The context is variable selection in (hierarchical) regression models estimated by Bayesian inference. In this context I would say that:

  • No, it is actually rather uncommon to do a direct variable selection via CV. I guess you could do it without great harm, but the issue is a) it is not very Bayesian and therefore potentially difficult to justify b) CV on the posterior or the MAP? If MAP, why work Bayesian at all? Plus, may be difficult to get stable MAP estimates for hierarchical models c) most importantly: it is probably rather slow.

  • IF you can really run the analysis on all possible models, the fractional Bayes factor, which is in some sense very similar to CV, seems preferable to me, because it has a straighforward Bayesian interpretation. See O'Hagan, A. (1995) Fractional Bayes Factors for Model Comparison. J. Roy. Stat. Soc. B Met., 57, 99-138.

• **Record set**:

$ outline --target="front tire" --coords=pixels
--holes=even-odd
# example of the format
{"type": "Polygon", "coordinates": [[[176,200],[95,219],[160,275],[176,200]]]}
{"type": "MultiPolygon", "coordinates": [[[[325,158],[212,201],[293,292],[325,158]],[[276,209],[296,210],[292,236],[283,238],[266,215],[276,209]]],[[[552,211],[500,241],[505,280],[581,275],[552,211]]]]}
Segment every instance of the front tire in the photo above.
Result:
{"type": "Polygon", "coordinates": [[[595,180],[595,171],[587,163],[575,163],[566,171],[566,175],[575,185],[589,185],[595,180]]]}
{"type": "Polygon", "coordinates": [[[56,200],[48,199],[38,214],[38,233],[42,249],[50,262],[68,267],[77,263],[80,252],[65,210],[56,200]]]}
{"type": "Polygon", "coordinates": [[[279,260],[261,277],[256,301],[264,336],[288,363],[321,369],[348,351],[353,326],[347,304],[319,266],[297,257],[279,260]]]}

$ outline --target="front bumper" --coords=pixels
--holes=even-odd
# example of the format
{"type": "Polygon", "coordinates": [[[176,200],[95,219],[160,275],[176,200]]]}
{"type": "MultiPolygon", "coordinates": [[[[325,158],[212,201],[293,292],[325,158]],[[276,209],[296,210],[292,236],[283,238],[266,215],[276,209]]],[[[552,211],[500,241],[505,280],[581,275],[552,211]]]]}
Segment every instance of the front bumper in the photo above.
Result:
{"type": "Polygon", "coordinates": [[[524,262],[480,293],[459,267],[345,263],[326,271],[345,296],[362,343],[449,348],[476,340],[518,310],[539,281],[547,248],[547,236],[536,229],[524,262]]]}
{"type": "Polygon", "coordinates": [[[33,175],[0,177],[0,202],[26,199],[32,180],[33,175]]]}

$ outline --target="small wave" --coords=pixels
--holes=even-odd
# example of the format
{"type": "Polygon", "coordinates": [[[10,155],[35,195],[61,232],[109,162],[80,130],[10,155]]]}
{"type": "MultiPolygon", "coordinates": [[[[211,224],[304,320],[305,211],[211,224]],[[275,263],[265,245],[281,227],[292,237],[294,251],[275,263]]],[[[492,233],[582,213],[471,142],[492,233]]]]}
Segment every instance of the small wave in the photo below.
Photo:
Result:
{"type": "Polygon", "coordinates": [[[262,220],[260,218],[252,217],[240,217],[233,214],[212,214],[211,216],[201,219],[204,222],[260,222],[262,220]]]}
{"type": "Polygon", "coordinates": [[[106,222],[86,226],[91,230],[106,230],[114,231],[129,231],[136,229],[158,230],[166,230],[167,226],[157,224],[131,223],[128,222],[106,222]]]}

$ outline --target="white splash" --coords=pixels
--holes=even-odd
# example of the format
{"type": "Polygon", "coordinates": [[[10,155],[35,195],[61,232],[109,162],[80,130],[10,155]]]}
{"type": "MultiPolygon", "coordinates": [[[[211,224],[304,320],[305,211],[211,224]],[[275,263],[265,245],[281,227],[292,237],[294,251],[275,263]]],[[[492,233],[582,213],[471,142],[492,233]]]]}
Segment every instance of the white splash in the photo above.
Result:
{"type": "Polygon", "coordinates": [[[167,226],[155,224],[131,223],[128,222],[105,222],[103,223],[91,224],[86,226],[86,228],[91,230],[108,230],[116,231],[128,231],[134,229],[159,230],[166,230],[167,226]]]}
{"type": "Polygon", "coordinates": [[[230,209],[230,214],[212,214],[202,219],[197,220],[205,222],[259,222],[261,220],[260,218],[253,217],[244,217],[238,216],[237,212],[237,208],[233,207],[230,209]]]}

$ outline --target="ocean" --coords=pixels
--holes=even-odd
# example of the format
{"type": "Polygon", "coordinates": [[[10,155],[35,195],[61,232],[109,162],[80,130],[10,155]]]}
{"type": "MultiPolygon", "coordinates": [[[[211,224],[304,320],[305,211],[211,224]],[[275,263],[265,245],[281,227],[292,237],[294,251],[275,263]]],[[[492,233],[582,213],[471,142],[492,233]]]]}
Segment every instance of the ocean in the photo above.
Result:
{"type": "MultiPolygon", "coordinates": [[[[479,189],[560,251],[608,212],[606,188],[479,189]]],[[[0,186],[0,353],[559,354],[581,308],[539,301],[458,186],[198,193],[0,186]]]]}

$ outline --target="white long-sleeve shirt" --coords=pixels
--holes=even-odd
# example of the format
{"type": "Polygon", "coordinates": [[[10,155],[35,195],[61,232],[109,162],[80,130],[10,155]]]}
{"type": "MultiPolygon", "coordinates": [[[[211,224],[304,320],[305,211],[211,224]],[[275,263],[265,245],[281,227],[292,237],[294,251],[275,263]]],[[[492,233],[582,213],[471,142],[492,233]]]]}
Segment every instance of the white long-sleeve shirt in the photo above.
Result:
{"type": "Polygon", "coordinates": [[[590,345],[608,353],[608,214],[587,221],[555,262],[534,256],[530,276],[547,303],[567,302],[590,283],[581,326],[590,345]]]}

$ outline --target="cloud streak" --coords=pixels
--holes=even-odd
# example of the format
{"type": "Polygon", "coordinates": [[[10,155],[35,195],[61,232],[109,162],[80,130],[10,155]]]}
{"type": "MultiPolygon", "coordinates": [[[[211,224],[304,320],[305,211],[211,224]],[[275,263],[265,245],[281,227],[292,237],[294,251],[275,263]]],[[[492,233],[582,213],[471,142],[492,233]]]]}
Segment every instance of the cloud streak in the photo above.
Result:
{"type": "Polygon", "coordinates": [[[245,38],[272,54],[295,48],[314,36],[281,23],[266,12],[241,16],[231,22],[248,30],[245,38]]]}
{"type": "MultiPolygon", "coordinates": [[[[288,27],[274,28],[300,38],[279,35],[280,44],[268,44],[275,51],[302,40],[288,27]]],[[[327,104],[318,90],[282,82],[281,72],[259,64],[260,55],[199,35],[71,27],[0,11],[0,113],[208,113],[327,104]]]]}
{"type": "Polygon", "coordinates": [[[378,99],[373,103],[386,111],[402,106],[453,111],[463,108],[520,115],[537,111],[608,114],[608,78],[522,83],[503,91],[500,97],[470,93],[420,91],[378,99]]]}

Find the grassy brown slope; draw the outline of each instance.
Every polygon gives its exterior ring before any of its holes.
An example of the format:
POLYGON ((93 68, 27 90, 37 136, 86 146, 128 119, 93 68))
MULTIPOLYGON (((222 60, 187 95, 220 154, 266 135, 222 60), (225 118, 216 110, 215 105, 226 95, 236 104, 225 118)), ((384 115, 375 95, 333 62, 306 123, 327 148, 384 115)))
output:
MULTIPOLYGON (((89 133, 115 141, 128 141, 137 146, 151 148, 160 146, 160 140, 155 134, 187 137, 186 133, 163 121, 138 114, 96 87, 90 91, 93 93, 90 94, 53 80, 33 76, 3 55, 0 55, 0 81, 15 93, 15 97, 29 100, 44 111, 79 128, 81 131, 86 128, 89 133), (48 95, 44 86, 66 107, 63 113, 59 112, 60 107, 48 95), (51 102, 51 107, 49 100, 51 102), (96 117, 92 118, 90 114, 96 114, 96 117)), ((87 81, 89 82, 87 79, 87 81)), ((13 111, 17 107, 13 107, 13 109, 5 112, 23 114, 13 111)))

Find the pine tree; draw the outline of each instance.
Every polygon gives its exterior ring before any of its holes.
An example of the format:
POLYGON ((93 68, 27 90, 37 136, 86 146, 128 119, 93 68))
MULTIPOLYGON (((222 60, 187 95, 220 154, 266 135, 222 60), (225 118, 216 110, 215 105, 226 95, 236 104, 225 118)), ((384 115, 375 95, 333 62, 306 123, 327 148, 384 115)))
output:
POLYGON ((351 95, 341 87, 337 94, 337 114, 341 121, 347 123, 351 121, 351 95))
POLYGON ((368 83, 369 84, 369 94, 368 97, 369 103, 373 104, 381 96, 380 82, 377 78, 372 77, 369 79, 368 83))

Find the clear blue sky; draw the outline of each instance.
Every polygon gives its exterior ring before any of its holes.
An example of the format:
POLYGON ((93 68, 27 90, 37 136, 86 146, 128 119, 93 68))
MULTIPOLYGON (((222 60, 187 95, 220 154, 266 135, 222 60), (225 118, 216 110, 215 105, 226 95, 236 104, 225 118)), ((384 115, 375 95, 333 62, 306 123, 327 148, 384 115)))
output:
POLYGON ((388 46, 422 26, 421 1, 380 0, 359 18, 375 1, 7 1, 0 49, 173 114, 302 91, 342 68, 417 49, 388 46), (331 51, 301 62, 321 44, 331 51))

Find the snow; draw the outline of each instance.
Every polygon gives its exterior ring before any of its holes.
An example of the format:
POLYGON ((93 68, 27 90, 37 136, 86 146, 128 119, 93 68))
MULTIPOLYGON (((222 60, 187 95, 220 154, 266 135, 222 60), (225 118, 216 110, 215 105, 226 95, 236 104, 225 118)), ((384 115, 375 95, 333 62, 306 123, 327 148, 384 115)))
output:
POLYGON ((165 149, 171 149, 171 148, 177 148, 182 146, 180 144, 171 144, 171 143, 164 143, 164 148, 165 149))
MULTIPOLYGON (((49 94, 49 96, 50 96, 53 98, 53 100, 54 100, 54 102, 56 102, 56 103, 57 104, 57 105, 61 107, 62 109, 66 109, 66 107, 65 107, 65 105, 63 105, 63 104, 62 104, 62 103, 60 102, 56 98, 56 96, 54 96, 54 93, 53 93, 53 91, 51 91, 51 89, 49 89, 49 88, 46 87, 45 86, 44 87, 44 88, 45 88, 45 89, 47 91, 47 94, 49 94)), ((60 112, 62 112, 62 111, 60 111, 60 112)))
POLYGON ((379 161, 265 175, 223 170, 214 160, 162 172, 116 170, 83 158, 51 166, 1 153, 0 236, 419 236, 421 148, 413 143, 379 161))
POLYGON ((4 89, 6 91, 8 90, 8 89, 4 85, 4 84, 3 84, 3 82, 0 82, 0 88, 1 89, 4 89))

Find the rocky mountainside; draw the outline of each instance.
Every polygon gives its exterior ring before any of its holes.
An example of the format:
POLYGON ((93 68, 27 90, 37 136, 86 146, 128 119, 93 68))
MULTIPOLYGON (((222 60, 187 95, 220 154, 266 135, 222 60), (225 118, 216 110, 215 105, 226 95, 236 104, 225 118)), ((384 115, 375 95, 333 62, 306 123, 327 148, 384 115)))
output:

• **Tasks to complete**:
#1 Answer the following from the passage on Bayesian variable selection:
(a) Which issue with direct variable selection via CV does the passage call the most important?
(b) What alternative does the passage prefer when the analysis can be run on all possible models?
(c) Who wrote the cited paper on that alternative, and in what year was it published?
#2 Extend the passage on Bayesian variable selection by writing the part that would come after its final sentence.
The listing has no connection to the passage on Bayesian variable selection.

• **Responses to the tasks**:
#1
(a) It is probably rather slow.
(b) The fractional Bayes factor.
(c) A. O'Hagan, in 1995.

#2
  • If this is not the case, you can use regularization such as the Bayesian ridge or lasso, which is what jlimahaverford refers to. In this case, you don't select variables, you use the full model, but with a penalty on parameter estimates different from 0 encoded in the prior. The Penalty may or may not be optimized by CV or some other method, see, e.g. Park, T. & Casella, G. (2008) The Bayesian Lasso. J. Am. Stat. Assoc., 103, 681-686.

  • A related regularization approach that is often discussed (also here on CV) are spike-and-slab priors. See Ishwaran, H. & Rao, J. S. (2005) Spike and Slab Variable Selection: Frequentist and Bayesian Strategies. The Annals of Statistics, 33, pp. 730-773. I think Fabian Scheipl http://www.statistik.lmu.de/~scheipl/research.html has also done some interesting work in this area, maybe also regarding the comparison to the Bayesian lasso.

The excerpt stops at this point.